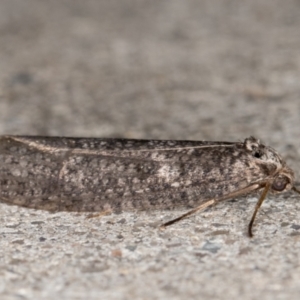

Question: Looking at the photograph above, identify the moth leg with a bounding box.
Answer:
[160,199,216,228]
[248,183,270,237]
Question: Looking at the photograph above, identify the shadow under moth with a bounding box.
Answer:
[0,136,300,236]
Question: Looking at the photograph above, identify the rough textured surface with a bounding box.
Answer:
[0,0,300,300]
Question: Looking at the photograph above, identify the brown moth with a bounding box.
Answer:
[0,136,299,236]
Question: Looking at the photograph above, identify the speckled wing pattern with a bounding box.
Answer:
[0,136,290,212]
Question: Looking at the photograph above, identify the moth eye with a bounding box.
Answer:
[253,151,262,158]
[272,177,289,192]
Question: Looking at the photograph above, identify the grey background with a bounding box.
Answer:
[0,0,300,299]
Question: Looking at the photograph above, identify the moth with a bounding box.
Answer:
[0,136,300,236]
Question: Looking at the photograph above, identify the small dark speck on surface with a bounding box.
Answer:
[202,241,221,253]
[291,224,300,230]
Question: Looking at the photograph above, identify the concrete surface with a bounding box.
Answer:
[0,0,300,300]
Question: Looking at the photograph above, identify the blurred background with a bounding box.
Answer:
[0,0,300,146]
[0,0,300,300]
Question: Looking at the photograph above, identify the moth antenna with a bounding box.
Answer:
[160,199,215,228]
[292,186,300,194]
[248,183,270,237]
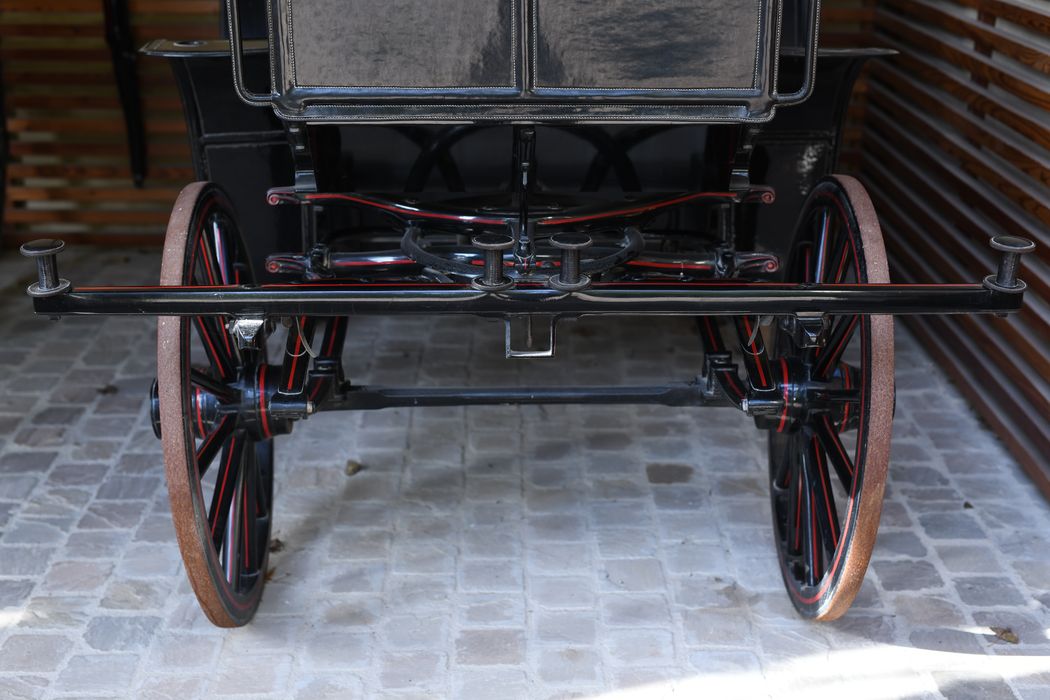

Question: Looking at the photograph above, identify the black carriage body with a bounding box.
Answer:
[245,0,816,123]
[144,36,886,279]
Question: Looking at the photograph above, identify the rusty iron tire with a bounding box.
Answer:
[770,175,895,621]
[156,183,273,627]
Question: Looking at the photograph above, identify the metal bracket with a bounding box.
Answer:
[780,312,831,347]
[230,316,267,349]
[503,314,558,359]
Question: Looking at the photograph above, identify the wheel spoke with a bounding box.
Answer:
[799,449,821,586]
[807,437,841,552]
[813,209,832,283]
[825,230,849,284]
[814,316,860,381]
[196,416,236,479]
[193,316,234,380]
[238,445,261,575]
[770,433,794,489]
[785,437,805,555]
[814,416,855,493]
[208,433,245,552]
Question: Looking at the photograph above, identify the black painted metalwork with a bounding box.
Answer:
[24,282,1022,316]
[20,238,70,298]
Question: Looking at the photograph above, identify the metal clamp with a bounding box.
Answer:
[503,314,558,360]
[470,233,515,292]
[984,236,1035,294]
[19,238,71,297]
[547,233,593,292]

************

__EXERCISE__
Give again the lines from the line that contains "Question: Looking at the photograph above, identify the blurred" through the last line of the material above, exactly and with both ends included. Omit the pictures.

__WRITTEN ANSWER__
Question: Looking at the photograph above, identify the blurred background with a bounding box.
Answer:
[0,0,300,146]
[0,0,300,300]
Question: Looking at the photograph above, identify the moth antenna with a bounding box.
Answer:
[160,199,215,228]
[292,186,300,194]
[248,183,270,237]

Question: Looking at the photograph above, identify the black carriage body with a bounding box.
Answer:
[245,0,816,123]
[144,36,886,279]
Question: Looking at the photograph above, identify the rusty iron tire with a bounding box.
Answer:
[770,175,895,621]
[156,183,273,627]
Question: Looking at the photograph above, identify the metal bracket with a bounding box.
Answer:
[780,312,831,347]
[230,316,267,349]
[503,314,558,359]
Question: Looking at the photograph above, identify the wheel spoke with a bounding box.
Answer:
[799,449,821,586]
[807,437,841,552]
[813,209,832,283]
[825,230,849,284]
[814,316,860,381]
[196,416,236,479]
[193,316,234,380]
[238,445,261,575]
[770,433,794,489]
[785,437,805,555]
[814,416,855,493]
[208,433,245,552]
Question: Looking at the photograph above, identify the black painted metalwork with a bounding box.
Answer:
[24,282,1022,316]
[20,238,70,298]
Question: Looking at the photograph above, identify the metal clamp with a bounding box.
Answer:
[503,314,558,360]
[470,233,515,292]
[984,236,1035,294]
[19,238,71,297]
[547,233,593,292]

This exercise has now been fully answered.